▶ [Entries from a dataset]:
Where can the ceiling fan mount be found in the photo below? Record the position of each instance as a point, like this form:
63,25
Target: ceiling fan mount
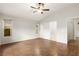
40,8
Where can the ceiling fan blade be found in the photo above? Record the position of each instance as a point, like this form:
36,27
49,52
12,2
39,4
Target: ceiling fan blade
45,9
33,7
34,11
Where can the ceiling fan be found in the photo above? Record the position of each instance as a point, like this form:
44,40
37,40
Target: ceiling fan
39,8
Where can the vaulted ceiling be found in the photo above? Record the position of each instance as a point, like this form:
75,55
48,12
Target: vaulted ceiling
23,10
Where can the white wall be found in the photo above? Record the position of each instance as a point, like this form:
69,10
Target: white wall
48,30
0,30
21,30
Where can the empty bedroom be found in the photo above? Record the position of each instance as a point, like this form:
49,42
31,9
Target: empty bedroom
39,29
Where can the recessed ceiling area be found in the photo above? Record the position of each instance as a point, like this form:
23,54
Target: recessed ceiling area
23,10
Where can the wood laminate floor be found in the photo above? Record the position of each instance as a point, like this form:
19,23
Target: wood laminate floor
38,47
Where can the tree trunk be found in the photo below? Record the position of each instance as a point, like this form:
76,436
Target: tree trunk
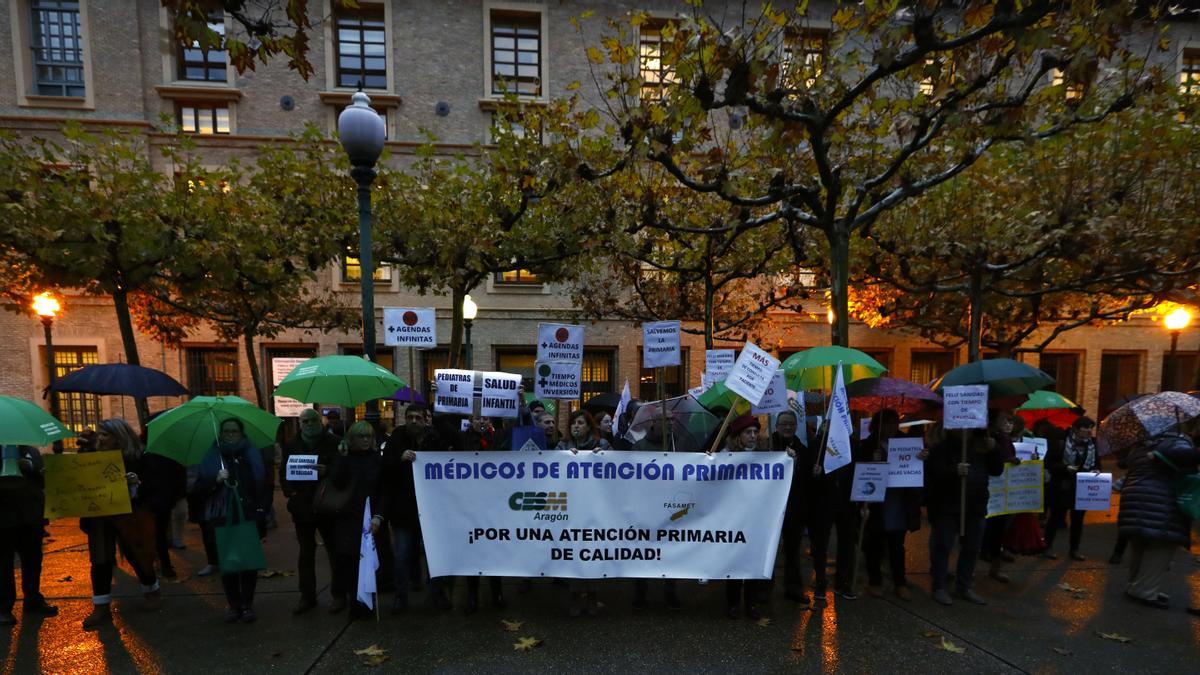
839,285
255,375
130,341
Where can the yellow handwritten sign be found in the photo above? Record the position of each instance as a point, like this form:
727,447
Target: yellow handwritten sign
85,485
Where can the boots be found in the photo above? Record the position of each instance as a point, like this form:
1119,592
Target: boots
101,615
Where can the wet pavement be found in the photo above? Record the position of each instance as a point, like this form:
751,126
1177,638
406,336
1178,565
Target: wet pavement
1030,626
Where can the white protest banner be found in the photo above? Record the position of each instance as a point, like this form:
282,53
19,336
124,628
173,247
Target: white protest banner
1018,490
774,399
301,467
676,515
905,470
1093,491
870,482
411,327
455,393
285,406
660,344
499,396
718,363
559,342
838,449
751,374
965,407
555,380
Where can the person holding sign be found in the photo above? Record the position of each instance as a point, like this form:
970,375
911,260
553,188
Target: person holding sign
22,503
943,479
1075,454
132,532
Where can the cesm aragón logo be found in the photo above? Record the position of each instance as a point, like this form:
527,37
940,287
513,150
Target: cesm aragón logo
540,502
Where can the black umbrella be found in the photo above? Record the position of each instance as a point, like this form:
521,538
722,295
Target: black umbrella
120,378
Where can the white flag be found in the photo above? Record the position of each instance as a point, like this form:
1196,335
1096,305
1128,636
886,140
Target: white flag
837,454
369,561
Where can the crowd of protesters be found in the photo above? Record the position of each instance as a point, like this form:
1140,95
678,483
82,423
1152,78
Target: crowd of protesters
355,464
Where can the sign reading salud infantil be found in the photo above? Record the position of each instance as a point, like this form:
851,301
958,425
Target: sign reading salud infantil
409,327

▶ [What to work on]: All records above are to be printed exactly, minus the pictures they contain.

▶ [Answer for the task]:
Where can the ceiling fan mount be found in the photo below? Record the position of each instance as a point, like this form:
63,25
Target: ceiling fan mount
40,8
Where can the ceiling fan blade be found in the photo above? Record the position of each instance as a point, like this form:
36,27
49,52
12,2
39,4
Target: ceiling fan blade
45,9
33,7
34,11
Where can the ceiling fan be found in the photo above? Record the position of each instance as a point, like this form:
44,40
37,40
Target: ceiling fan
39,8
Where can the vaulted ceiling be found in the photo above? Record the position of each instance as a point, like this form:
75,55
48,12
Target: vaulted ceiling
23,10
Where can the white wall be found in the photo above? Record the position of each instance as a point, like this form:
69,10
Target: white wall
48,30
0,30
21,30
Where can the empty bedroom be found in the photo above? Record the position of each instance as a point, like this form:
49,42
31,9
Target: empty bedroom
39,29
Where can the recessed ceiling area be found in the photo above? Record the position of each instance as a point, like this form:
23,54
Target: recessed ceiling area
23,10
Where can the wood laminate floor be found in the photo above? Record the position of each instance as a point, like this form:
19,23
Target: wood laminate floor
38,47
Where can the tree trunk be found in the photo below? Record the position of each instance as a point, like this form:
76,436
Target: tree trunk
839,285
255,375
130,341
Where can the yellow handwritten sign be found in the photo above? Record the position of each instance as a point, like this form:
727,447
Target: yellow handwritten sign
85,485
Where can the boots be found in the photo above? Record the position of each instance as a point, like this form:
1119,592
Target: boots
101,615
Where can the wet pavement be found in the photo above? Record the position of each instance as a point, like this form:
751,126
1177,638
406,336
1178,565
Target: wet pavement
1030,626
Where can the white protest banner be found in the photo above? Record the position of each instance as a point, like this form:
282,53
19,336
124,628
173,247
Target: white protest banner
1018,490
774,399
301,467
676,515
905,470
1093,491
870,482
411,327
455,393
285,406
660,344
499,396
718,363
559,342
838,449
751,374
965,407
555,380
Where can the person holding sign be found in the photo above? Record the position of each instance as a point, like this form:
970,375
911,260
553,188
Target: person holding sign
22,503
943,479
1075,454
132,532
Where can the cesm aragón logo be found in the photo above? Record the position of each instance as a point, like this form:
527,37
940,287
513,150
Target: cesm aragón logo
540,502
Where can the black umbrella be found in the photo above? Record the position of each instance as a point, like this form:
521,538
722,295
Target: black umbrella
120,378
Where can the white flag be found in the photo above? Record the position of each instance as a point, like this form:
1196,335
1096,305
1128,636
886,140
Target: white flag
837,454
369,561
Where can the crowd of protesters be found in the photo above? Record the position of each instance as a point, like this form:
1140,95
678,483
82,423
1152,78
Target: crowd of protesters
355,464
Where can the sign reading salud infantil be found in the photo above? Record the position of each instance as a point, like this form:
851,301
958,425
Target: sign reading salud infantil
409,327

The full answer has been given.